Repeat each line of the material exactly.

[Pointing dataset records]
=-=-=

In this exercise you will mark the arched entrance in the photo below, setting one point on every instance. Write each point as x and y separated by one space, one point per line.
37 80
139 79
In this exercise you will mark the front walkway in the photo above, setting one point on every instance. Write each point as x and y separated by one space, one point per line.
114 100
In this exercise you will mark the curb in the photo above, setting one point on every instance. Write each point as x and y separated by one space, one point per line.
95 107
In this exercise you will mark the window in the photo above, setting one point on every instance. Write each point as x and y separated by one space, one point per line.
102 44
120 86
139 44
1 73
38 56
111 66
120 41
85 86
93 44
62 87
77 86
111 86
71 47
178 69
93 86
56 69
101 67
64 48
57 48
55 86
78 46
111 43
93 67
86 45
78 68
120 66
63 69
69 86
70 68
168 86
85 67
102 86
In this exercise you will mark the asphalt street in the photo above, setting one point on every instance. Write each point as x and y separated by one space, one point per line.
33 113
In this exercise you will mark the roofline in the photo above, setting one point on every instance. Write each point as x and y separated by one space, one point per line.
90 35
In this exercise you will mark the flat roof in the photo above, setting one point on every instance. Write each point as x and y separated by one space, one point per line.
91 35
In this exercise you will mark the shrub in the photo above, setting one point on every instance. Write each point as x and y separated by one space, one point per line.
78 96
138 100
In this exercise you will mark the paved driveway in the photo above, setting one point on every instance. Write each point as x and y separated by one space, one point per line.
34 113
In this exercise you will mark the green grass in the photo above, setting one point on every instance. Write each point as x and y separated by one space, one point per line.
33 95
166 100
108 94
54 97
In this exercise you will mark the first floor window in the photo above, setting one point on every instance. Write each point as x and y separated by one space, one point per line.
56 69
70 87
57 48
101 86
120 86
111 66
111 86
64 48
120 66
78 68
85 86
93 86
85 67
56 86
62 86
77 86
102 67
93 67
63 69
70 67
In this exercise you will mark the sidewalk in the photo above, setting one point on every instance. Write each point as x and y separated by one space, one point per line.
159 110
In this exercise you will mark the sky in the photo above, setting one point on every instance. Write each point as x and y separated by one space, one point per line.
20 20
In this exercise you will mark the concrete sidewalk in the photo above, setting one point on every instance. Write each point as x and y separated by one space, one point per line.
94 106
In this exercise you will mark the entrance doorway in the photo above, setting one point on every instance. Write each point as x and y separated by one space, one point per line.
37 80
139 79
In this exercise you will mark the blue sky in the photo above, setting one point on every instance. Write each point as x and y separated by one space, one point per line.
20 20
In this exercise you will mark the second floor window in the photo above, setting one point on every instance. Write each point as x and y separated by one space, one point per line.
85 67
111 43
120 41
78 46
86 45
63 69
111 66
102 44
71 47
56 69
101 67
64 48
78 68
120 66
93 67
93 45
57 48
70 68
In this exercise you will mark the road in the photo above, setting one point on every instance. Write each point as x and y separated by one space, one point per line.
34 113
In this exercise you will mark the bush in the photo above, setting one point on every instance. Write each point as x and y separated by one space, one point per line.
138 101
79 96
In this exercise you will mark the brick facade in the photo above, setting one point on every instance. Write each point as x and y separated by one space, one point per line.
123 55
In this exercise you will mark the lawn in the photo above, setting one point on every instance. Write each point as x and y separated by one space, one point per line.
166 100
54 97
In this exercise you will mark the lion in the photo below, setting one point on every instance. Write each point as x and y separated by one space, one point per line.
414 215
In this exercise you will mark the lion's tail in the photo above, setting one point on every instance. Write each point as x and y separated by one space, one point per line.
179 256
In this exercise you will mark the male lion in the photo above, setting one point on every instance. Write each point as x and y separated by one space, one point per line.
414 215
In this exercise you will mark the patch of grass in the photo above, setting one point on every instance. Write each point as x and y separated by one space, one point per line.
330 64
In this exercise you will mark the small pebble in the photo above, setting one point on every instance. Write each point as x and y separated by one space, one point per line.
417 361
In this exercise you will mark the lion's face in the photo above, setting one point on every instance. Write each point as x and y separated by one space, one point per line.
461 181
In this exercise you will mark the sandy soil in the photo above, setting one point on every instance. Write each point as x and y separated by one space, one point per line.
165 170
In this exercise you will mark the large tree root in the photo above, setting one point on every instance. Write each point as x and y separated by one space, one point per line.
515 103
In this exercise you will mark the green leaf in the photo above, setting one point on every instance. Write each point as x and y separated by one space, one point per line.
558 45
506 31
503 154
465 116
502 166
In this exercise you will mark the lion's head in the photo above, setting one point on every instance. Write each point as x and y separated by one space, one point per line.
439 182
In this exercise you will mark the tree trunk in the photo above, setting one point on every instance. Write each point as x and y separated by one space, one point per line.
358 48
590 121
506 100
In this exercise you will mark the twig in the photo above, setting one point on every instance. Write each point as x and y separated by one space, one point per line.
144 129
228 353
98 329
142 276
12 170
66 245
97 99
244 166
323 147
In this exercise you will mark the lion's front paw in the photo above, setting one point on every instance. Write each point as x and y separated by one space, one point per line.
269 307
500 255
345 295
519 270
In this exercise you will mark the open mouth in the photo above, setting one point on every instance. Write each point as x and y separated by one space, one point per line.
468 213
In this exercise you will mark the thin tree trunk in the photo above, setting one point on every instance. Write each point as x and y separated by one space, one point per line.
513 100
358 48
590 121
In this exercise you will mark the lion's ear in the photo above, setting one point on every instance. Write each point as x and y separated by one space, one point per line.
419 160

=-=-=

In response —
In this exercise you will mark the arched entrance in the photo below, setting one point on every instance. Write each point as x and y separated by one space, one point per line.
37 80
139 79
In this exercise you will mark the front walkway in the photo above, setting one point on every instance. Write each point as x and y separated by one space, one point per line.
114 100
In this exercise you will mark the curb in the photo above, setting one point on every instance. Write each point as x and y separated by one space, one point per line.
95 107
In this exercise you will mark the window in the photo above, setting one point on every instance. Write each point as x and y separated by one space, one point per line.
102 44
120 86
139 44
1 73
38 56
111 66
120 41
85 86
93 44
62 87
77 86
111 86
71 47
178 69
93 86
56 69
101 67
64 48
57 48
55 86
78 46
111 43
93 67
86 45
78 68
120 66
63 69
69 86
70 68
168 86
85 67
102 86
In this exercise you will mark the asphalt street in the photo above, setting one point on every instance. Write each point as x and y separated by one space, one point per line.
33 113
In this exercise you will mark the roofline in the photo above, setting one point on every instance. Write each point as x and y separated by one space, one point per line.
90 35
In this exercise you will mark the flat roof in the photo above, setting one point on every instance. Write each point as x and y separated by one space, one point per line.
91 35
In this exercise you will mark the shrub in the photo above, setting one point on every instance. Write each point as x and y separated by one space, one point per line.
78 96
138 100
In this exercise you will mark the paved driveway in the photo above, setting one point on every instance. Write each point as x and y separated by one space, one point per line.
34 113
In this exercise you will mark the green grass in the photo above, setting one point on every instance. Write each point as x and y separated by one space, one point per line.
33 95
166 100
108 94
54 97
In this exercise you will mark the first floor window in the photo above, setting one point on every instance. Write each point as x and y separated by one space, one point per line.
56 69
70 87
57 48
101 86
120 86
111 66
111 86
64 48
120 66
78 68
85 86
93 86
85 67
56 86
62 86
77 86
102 67
93 67
63 69
70 67
In this exercise you will mark the sidewalk in the photo above, setting one point on every instance. Write each point as x and y separated by one space, one point per line.
159 110
In this exercise you will mark the sky in the photo above, setting one point on every instance. Write each point as x and y separated by one space, one point per line.
20 20
In this exercise you will mark the concrete sidewalk in the photo above, setting one point on every instance. Write each point as x and y separated by one space, one point per line.
94 106
In this exercise you will mark the entrance doorway in the photo above, setting one point on every instance. Write each point as x and y separated by one space, one point per line.
37 80
139 79
In this exercise you will mark the blue sky in the photo above, setting one point on every instance. Write each point as x and y separated by one space, one point per line.
20 20
In this exercise you will mark the second floor window in the photo above, setting one point on every instance. Write each point as x and y separated by one space, one point per line.
85 67
111 43
120 41
78 46
86 45
63 69
111 66
102 44
71 47
56 69
101 67
64 48
78 68
120 66
93 67
93 45
57 48
70 68
In this exercise you will mark the road in the photo above, setting one point on every instance. Write each point as x and y separated by one space, one point per line.
34 113
In this exercise you will mark the bush in the photo above, setting one point on every instance. Write each point as x and y separated by one space, one point per line.
138 101
79 96
In this exercise you will mark the brick facade in the photo above, setting one point on every instance. Write each point as x and y separated by one space, one point per line.
123 55
In this exercise you will mark the lawn in the photo above, setting one point on every instance. Write each point as x and y separated by one space, one point per line.
166 100
54 97
In this exercise you will mark the lion in the photo below, setting one point on every instance. Write each point as x and y separated by one space, one point per line.
414 215
In this exercise you will mark the lion's tail in the photo above, setting one point on every instance. Write each point as x and y separated by one space, one point per line.
179 256
In this exercise you will mark the male lion in the photo above, setting one point on every instance. Write each point as x and y separated by one space, one point per line.
414 215
In this exercise you will mark the patch of grass in the photo above, setting one point on every instance. Write each point as x and y separated by one space, one point per line.
330 64
In this exercise you will mark the small pebble in the photo above, setting one point on every instance. Write each point as x and y separated by one space, one point per line.
417 361
In this exercise you will mark the lion's face in the photo above, setting one point on every instance. Write each point as x and y separated by one space, one point per line.
461 181
In this exercise you will mark the sandy soil in the photo above, setting one point on every instance. Write each point as x and y separated by one space, one point per line.
165 170
In this exercise you will mark the large tree root in the photo above, setting one point on every instance. Write each point as x and y separated by one space, one point per line.
515 103
In this exercise you will mark the green leaf in the photo above, setting one point on every instance. Write each point as x and y separated by one space, one point per line.
558 45
506 31
503 154
465 116
502 166
In this exercise you will mark the lion's head in the photo above, setting one point on every instance. Write each point as x and y separated by one space, one point per line.
439 182
In this exercise you will mark the tree trunk in the photo above, setting one point on every instance. Write each point as x and y separated by one space, one point per line.
358 48
590 121
506 100
In this exercise you will mark the twig in the photo above, setting one point on every instance. Write each point as x and y separated by one space, one point per line.
144 129
228 353
98 329
142 276
12 170
66 245
97 99
244 166
323 147
In this exercise you will mark the lion's front paw in the photo above, setting one point on every instance. Write each point as x and y separated by one space, one point per line.
269 307
500 255
345 295
519 270
In this exercise you will mark the open mouth in the photo above, setting one point on every instance. Write each point as x and y separated by one space, one point per line.
468 213
In this exercise you will mark the thin tree trunk in the photo above, setting one point on every instance. Write each point as x and y separated by one space, one point per line.
513 100
358 48
590 121
In this exercise you will mark the lion's ear in the photo above, setting one point on every instance. Write each point as x and y separated by one space, one point per line.
419 160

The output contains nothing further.